__提示文__
--- --- ---
〇検討の結果、林業(育林・素材生産作業)については、次回以降、引き続き、議論が行われることになった。
(2)食鳥処理加工業職種(食鳥処理加工作業)の試験の実施・運営の改善について
〇食鳥処理加工業職種(食鳥処理加工作業)の試験の実施・運営について、日本食鳥協会から、第65回会議での指摘を踏まえて、どのように改善を図っていくのか説明が行われ、主として以下のような質疑が行われた。
・通訳について、試験中に同席させるのかとの質問があった。これに対し、試験前の注意事項を説明する際には同席させるが、試験中は同席させないとの回答があった。
・受検にあたっては、技能実習生が日本語による注意事項について理解できるようになっていることが前提ではないのかとの質問があった。これに対し、例えば、体調不良時にどこが悪いのか的確に日本語で伝達するのは難しいこともあることから、何かあったときのために、通訳にいてもらっているとの回答があった。
・受検に遅刻した理由が病院へ行ったための場合、確認する方法として診断書を入手させるのかとの質問があった。これに対し、技能実習生が1人で病院に行くようなことはあまりなく、実習実施者が連れて行くことになるため、診断書を入手させるようなことはないとの回答があった。
○ 報告の結果、食鳥処理加工業職種の技能実習評価試験について、試験実施機関は会議で受けた指摘に対応し、より一層適切な実施に努めることとされた。
--- --- ---
__行の抜粋__
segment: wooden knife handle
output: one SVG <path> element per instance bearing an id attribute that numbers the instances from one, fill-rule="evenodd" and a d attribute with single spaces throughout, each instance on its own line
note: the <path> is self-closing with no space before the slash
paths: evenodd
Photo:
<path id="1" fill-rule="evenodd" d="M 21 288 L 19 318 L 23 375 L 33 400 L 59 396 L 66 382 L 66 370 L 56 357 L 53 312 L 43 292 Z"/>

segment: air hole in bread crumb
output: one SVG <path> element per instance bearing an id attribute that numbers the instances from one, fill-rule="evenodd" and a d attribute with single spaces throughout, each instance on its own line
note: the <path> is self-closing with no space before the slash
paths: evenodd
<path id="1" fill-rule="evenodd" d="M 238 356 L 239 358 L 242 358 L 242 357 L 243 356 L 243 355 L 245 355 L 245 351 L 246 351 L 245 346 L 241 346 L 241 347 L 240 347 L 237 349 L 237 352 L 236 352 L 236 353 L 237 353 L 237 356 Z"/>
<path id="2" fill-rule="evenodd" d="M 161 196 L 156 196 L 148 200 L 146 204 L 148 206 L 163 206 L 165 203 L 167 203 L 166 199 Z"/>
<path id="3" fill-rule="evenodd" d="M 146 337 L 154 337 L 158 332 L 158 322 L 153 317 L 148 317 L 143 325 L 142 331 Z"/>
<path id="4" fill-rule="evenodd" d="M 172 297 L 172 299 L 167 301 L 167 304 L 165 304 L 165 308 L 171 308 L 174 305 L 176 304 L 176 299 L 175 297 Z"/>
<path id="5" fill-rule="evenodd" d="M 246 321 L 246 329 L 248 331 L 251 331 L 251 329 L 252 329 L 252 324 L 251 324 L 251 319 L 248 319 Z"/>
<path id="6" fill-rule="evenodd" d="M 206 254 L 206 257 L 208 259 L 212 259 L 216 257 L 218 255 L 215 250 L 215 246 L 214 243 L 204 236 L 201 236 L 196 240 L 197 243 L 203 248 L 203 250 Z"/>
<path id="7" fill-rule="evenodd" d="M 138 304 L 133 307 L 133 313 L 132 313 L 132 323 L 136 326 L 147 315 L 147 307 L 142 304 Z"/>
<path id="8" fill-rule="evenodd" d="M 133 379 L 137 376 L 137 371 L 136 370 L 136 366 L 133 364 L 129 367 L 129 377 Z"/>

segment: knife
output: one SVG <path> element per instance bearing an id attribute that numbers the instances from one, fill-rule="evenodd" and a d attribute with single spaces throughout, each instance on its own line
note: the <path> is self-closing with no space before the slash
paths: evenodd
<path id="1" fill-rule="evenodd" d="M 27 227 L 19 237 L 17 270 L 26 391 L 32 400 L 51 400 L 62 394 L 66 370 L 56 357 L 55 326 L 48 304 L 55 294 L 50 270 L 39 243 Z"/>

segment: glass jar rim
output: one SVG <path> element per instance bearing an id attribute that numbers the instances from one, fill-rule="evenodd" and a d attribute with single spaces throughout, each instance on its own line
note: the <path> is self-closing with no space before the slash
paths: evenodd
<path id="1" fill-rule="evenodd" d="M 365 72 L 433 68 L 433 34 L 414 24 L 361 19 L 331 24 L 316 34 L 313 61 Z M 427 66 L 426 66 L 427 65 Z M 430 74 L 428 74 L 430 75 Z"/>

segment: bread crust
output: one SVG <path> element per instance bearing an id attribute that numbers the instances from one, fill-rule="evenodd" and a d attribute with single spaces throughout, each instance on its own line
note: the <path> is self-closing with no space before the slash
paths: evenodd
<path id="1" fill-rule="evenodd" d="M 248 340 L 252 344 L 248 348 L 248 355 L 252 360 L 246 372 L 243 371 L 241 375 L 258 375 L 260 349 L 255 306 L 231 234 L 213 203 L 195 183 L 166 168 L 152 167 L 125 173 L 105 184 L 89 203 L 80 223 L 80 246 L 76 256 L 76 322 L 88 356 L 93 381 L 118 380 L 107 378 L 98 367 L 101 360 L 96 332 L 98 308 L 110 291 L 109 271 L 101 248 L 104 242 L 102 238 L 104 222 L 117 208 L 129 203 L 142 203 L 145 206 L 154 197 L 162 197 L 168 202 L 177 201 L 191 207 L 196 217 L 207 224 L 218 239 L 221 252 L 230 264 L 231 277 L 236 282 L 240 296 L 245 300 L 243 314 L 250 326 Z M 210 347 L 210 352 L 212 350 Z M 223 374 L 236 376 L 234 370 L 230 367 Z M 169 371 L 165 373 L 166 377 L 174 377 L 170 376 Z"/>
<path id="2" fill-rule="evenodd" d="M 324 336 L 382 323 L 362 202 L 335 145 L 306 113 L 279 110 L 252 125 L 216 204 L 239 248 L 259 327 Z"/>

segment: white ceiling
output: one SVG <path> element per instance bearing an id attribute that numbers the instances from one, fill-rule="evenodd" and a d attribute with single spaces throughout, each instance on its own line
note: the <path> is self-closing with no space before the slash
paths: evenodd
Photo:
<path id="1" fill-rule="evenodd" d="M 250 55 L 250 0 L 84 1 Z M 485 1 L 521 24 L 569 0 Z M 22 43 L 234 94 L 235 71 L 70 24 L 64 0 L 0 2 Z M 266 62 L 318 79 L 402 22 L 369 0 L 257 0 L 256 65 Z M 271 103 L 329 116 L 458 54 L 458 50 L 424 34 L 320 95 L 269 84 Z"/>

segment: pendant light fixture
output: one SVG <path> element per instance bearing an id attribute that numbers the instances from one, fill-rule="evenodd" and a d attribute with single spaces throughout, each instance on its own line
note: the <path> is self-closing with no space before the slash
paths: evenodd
--- --- ---
受検に遅刻した理由が病院へ行ったためであっても、診断書を入手させることはないとされている。提示文に書かれた理由を1〜3文で説明せよ。

__課題の解答__
技能実習生が1人で病院に行くことはあまりなく、実習実施者が連れて行くことになるからである。そのため、確認の方法として診断書を入手させることはないと回答された。